■ Tasks to complete
**1)** In the PropertySurrogate documentation, what does the model combine before passing it through the network?
**2)** Continue the PropertySurrogate documentation, starting right after its final code example.

Run the ablation study to compare methods on your dataset::

    uv run python scripts/run_surrogate_ablation.py

PropertySurrogate (Fingerprints)
--------------------------------

The ``PropertySurrogate`` is an MLP for flat latent vectors (e.g., fingerprints):

.. code-block:: text

   Input: z (latent) + c (conditions) -> Hidden Layers -> Output: y (properties)

The model concatenates latent vectors ``z`` with optional conditional variables ``c``
before passing through the network.

Example:

.. code-block:: python

   from moltenflow.models.surrogate import PropertySurrogate

   # Basic model (no conditions)
   model = PropertySurrogate(
       in_dim=2048,      # Fingerprint size
       out_dim=2,        # Number of properties
       hidden_dims=[256, 256],
       dropout=0.1
   )

   # With conditions (temperature, pressure)
   model = PropertySurrogate(
       in_dim=2048,
       out_dim=2,
       cond_dim=2,       # 2 conditional variables
       hidden_dims=[256, 256],
       dropout=0.1
   )

■ Provided records
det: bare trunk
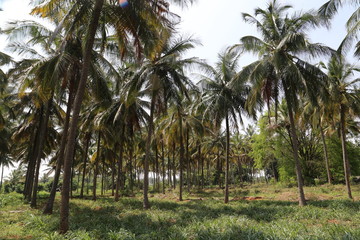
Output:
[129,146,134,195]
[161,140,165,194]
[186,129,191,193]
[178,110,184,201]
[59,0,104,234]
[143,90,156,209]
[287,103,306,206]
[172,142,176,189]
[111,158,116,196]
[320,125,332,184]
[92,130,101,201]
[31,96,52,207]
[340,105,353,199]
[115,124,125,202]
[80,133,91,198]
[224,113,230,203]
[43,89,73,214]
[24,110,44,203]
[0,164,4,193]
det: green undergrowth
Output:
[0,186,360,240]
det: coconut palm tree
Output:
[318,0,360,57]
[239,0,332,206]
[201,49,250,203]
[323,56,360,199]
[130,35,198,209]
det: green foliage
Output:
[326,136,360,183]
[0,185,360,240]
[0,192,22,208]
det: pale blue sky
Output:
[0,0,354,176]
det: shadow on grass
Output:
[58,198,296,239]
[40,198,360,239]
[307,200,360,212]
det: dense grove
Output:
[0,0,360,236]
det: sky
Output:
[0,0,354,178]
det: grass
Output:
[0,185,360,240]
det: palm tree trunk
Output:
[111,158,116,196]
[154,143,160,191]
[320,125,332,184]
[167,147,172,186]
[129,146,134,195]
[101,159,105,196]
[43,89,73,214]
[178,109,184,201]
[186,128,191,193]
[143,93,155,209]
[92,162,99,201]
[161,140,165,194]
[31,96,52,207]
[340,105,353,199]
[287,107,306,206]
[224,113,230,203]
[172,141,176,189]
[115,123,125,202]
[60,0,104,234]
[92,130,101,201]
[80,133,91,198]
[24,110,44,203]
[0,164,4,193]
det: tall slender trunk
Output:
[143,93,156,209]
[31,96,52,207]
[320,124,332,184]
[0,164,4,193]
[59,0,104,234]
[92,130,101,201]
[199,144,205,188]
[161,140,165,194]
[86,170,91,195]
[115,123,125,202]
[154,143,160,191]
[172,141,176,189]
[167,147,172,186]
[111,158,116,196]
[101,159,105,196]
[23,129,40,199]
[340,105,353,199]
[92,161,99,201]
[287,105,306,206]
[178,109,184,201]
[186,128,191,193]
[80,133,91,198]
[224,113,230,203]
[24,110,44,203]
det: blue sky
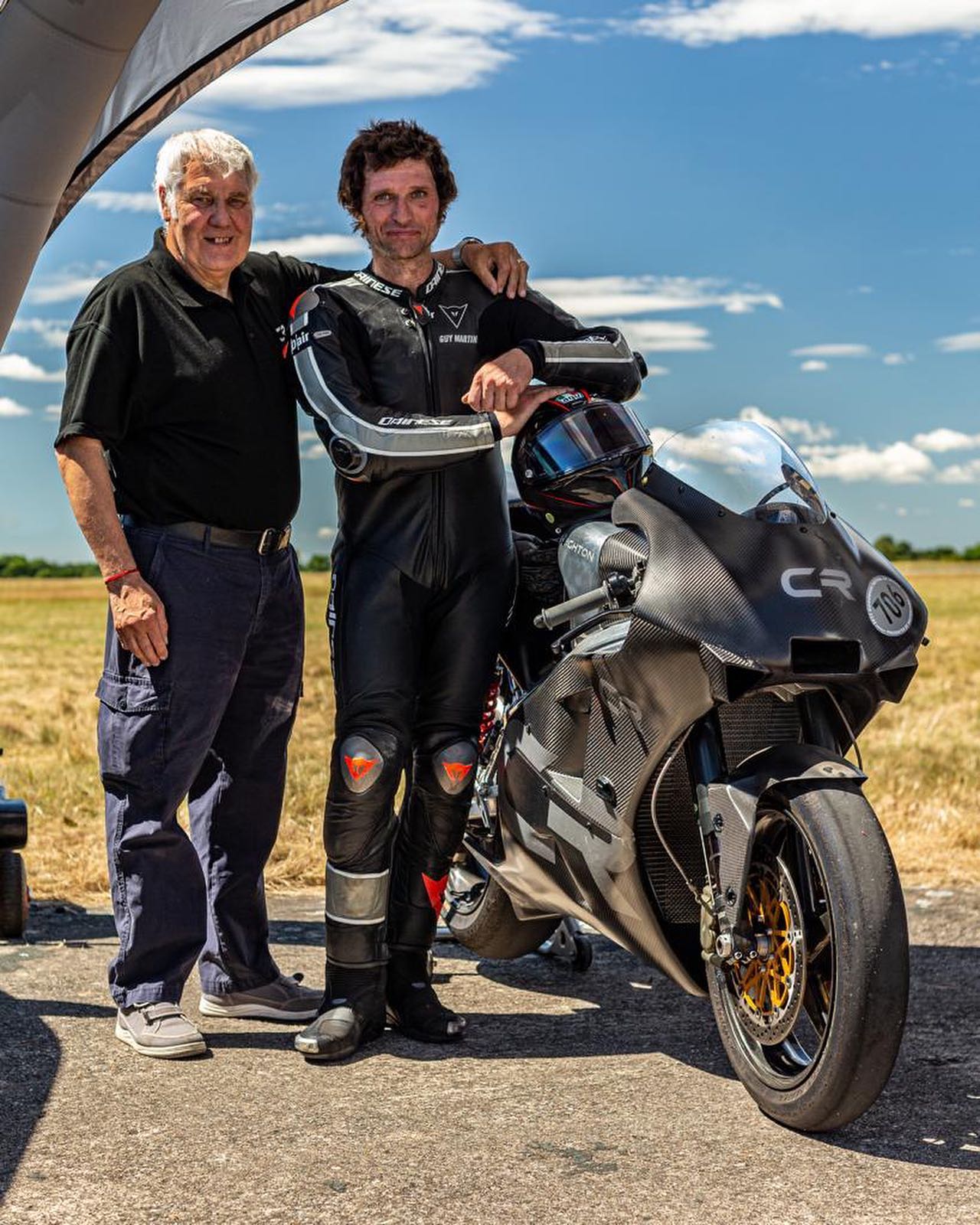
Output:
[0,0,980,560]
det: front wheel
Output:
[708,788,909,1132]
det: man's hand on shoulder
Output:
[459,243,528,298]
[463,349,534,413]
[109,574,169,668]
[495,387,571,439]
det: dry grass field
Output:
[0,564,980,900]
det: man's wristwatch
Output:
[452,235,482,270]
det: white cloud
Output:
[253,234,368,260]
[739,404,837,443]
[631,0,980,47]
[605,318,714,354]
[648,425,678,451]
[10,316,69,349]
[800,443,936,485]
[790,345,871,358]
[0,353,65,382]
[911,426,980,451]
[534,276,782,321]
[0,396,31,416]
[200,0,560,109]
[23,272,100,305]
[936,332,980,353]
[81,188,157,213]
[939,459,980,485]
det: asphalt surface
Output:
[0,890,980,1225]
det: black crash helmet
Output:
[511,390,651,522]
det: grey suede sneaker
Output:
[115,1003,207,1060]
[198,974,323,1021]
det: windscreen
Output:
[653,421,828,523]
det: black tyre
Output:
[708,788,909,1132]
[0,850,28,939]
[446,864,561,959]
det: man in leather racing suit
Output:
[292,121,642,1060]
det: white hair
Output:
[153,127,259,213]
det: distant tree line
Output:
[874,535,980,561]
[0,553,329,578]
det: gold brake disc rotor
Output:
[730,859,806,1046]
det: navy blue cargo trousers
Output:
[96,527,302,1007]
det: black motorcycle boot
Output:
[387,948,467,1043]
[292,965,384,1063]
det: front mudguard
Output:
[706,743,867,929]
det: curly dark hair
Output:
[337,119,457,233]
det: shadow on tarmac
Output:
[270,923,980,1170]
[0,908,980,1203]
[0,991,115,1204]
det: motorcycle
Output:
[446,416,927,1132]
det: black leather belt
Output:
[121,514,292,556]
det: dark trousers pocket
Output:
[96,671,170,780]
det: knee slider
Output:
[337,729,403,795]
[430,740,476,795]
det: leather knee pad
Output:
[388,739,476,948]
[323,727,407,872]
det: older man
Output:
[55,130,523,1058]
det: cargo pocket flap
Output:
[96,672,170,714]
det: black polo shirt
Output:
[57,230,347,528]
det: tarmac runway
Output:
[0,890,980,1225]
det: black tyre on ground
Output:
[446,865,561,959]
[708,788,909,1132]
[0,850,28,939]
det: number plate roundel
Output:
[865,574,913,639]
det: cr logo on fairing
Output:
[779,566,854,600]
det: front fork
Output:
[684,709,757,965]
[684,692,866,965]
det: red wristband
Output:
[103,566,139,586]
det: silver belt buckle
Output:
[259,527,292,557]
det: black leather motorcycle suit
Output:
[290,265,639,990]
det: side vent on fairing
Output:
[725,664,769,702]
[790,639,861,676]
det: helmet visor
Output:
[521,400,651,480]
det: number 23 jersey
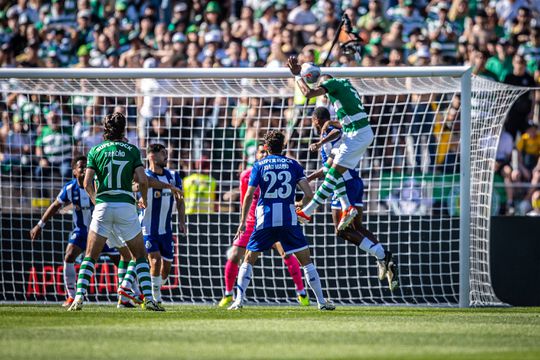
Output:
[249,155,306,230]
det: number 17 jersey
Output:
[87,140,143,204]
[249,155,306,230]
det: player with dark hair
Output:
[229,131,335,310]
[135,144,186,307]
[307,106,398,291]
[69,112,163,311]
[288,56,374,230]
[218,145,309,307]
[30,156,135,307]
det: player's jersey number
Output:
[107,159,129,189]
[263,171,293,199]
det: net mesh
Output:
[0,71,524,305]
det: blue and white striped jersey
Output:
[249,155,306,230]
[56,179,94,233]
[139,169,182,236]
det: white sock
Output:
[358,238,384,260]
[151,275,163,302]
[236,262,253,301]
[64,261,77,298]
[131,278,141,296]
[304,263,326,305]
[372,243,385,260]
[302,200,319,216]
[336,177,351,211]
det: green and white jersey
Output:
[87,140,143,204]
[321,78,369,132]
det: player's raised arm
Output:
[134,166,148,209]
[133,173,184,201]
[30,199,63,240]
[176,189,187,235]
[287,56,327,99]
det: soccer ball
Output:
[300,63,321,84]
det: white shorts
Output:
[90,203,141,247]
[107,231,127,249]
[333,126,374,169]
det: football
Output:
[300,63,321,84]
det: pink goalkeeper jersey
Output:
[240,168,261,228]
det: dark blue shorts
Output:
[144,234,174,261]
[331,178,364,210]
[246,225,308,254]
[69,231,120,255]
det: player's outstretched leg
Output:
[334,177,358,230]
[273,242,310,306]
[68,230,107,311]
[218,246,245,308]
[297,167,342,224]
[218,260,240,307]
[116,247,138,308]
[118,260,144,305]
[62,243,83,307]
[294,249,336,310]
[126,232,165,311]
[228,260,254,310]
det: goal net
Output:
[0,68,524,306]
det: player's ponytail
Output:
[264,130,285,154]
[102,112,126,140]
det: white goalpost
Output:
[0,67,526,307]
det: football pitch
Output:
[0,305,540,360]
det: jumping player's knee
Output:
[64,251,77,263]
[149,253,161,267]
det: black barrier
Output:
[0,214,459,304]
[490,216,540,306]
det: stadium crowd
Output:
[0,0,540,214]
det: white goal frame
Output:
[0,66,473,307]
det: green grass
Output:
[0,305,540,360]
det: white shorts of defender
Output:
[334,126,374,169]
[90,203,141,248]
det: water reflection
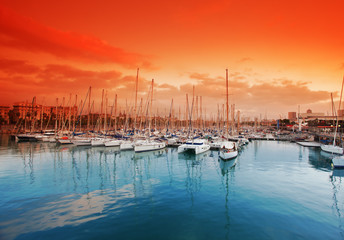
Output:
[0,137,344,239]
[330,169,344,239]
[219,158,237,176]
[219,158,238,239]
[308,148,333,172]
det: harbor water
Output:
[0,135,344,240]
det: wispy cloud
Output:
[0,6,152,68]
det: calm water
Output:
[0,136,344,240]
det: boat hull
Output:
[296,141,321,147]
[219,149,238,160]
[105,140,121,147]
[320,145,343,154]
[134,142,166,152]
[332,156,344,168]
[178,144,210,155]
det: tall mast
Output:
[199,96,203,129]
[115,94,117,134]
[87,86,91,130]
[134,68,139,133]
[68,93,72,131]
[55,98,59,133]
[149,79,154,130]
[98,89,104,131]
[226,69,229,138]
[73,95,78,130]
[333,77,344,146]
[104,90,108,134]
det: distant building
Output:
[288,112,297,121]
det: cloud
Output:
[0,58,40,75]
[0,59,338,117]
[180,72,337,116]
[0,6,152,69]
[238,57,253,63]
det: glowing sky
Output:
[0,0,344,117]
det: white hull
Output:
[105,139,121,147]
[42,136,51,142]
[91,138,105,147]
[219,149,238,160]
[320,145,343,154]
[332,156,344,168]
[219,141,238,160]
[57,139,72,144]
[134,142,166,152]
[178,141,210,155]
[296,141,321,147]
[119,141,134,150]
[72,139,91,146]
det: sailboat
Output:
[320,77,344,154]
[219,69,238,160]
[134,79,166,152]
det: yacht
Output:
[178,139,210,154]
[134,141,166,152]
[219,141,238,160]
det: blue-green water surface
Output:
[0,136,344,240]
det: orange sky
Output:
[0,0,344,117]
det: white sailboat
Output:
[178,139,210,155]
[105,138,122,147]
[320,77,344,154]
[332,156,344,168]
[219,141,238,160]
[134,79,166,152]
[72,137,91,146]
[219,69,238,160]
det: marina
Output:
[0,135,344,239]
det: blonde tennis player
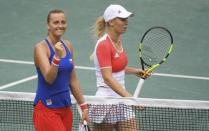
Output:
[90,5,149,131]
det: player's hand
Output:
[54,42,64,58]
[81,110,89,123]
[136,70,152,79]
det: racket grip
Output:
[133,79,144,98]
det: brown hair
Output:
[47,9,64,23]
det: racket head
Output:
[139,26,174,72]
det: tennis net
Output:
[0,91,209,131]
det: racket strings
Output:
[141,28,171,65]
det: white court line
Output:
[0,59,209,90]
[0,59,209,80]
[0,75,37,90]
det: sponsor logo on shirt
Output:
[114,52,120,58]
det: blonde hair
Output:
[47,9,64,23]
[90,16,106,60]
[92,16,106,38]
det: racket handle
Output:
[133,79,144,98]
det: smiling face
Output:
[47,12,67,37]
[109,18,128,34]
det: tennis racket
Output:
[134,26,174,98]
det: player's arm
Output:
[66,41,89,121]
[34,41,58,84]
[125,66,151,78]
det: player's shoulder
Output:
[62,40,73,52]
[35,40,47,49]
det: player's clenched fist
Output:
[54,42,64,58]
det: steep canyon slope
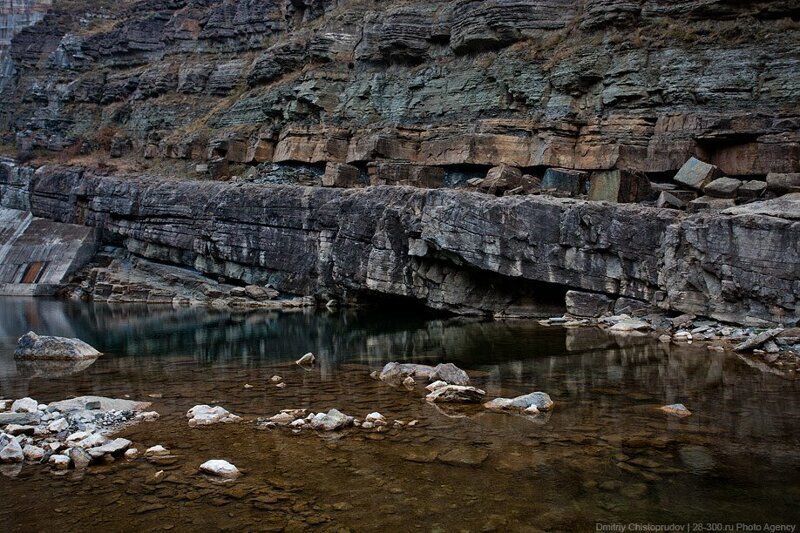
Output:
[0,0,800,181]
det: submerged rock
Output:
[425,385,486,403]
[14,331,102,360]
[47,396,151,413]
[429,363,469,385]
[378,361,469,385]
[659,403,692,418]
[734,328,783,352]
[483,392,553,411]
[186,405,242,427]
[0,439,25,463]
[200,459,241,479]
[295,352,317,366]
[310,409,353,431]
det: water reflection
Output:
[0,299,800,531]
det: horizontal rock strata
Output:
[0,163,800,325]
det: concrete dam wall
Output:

■ Responses to the exercise
**1)** It concatenates the latent vectors z with the optional conditional variables c.

**2)**
Latent Representations
----------------------

MoltenFlow supports multiple latent backends:

**RDKit Fingerprints** (default):

.. code-block:: python

   from moltenflow.data.latents import get_latents

   z = get_latents(smiles, backend="rdkit_fp", fp_radius=2, fp_nbits=2048)

**VAE Encodings** (when available):

.. code-block:: python

   z = get_latents(smiles, backend="vae", vae_model=trained_vae)

Data Scaling
------------

Use ``TargetScaler`` for z-score normalization of targets and conditions:

.. code-block:: python

   from moltenflow.data.transforms import TargetScaler

   # Fit on training data
   scaler = TargetScaler.fit(y_train)
   y_scaled = scaler.transform(y_train)

   # Inverse transform predictions
   y_pred = scaler.inverse_transform(model(z))

   # Save/load for inference
   scaler.save("scaler.json")
   scaler = TargetScaler.load("scaler.json")